[Text to read]
Snow and Solstice

 

 When I was a teenager, my parents and I decided that our celebration of Christian holidays was fairly arbitrary.  Although I was enrolled at an Episcopalian high school at the time (and thus at the height of my religious observation, going to chapel once a week and cathedral services every Friday morning), it wasn't what you might call a doctrinaire education.  My required religious coursework was fulfilled by a class on Eastern Religions, and my friends and I once performed a shortened production of Angels in America for weekly Chapel. 

Since no one else in my family had any firm religious convictions, we hatched a harebrained scheme by which we would arbitrarily celebrate a different religion's holidays every year.  Our first choice was druidism, but we only got through Winter Solstice and Alban Eiler  (two holidays which required remarkably little change from our "Christian" observances, involving a lot of tree-buying and egg-dying) before my mother declared that she was exhausted by celebrating two holidays instead of one: the druid holidays amongst ourselves and the Christian ones with my grandparents, who we were (mistakenly) convinced wouldn't be charmed by our new holiday observances.


So there died our poorly considered roundabout of religious observances.  But several years later we were again struck by a faint twinge of hypocrisy as we went about celebrating the holidays of a religion that we didn't otherwise observe.  We had also begun to feel oppressed by celebrations that mandated gift-giving, rather than allowing it to occur spontaneously.  So we returned to the celebration of Solstice with a few guidelines for ourselves:
  1. All decorations would be organic in nature and non-religious in content.  I type this while sitting by our Solstice tree, which is decorated only with white lights, tiny lacquered apples and red mushrooms, glass icicles, feathered birds, and minute straw baskets filled with cranberries.  In a previous year's celebration, only additional ornaments that fit within the theme of "bells" were allowed.  I have to say, the effect is considerably lovelier than it ever was in our less restrained Christmas celebrations - perhaps because we put more thought into our decorations and their motifs now.
  2. No Christmas carols.  This one is rather hard for me.  Usually I cheat slightly and listen to The Messiah a few weeks before Solstice/Christmas.  D and I have a continuing (over the course of the last decade) argument about carols.  He prefers the godawful (that's right, its my blog, and I said it) modern carols.  The worst he ever introduced me to was called (I believe)  "Dominick the Italian Christmas Donkey."  My taste leans more towards medieval carols, or anything pre-war.  The more hymnal carols.   Songs that evoke the world of historical romance for me.  "The Holly and the Ivy."  "Good King Wenceslas."  Am I the only person on earth who still enjoys that last one?  D has taken to calling me "Good King Wencelsnout"  by way of vengeance.

[Provided material]
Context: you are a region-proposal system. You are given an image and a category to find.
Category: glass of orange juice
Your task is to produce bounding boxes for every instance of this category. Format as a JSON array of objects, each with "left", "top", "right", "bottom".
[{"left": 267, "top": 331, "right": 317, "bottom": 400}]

[What the task requires]
Decide whether each statement below agrees with the Solstice text. Answer yes or no for each, and quote the words of the text that settle it.
1. The family's first choice of a different religion to celebrate was druidism.
2. The Solstice tree has colored lights on it.
3. The writer's required religious coursework was a class on Christian doctrine.

[Written solution]
1. Yes: "Our first choice was druidism"
2. No: "decorated only with white lights"
3. No: "My required religious coursework was fulfilled by a class on Eastern Religions"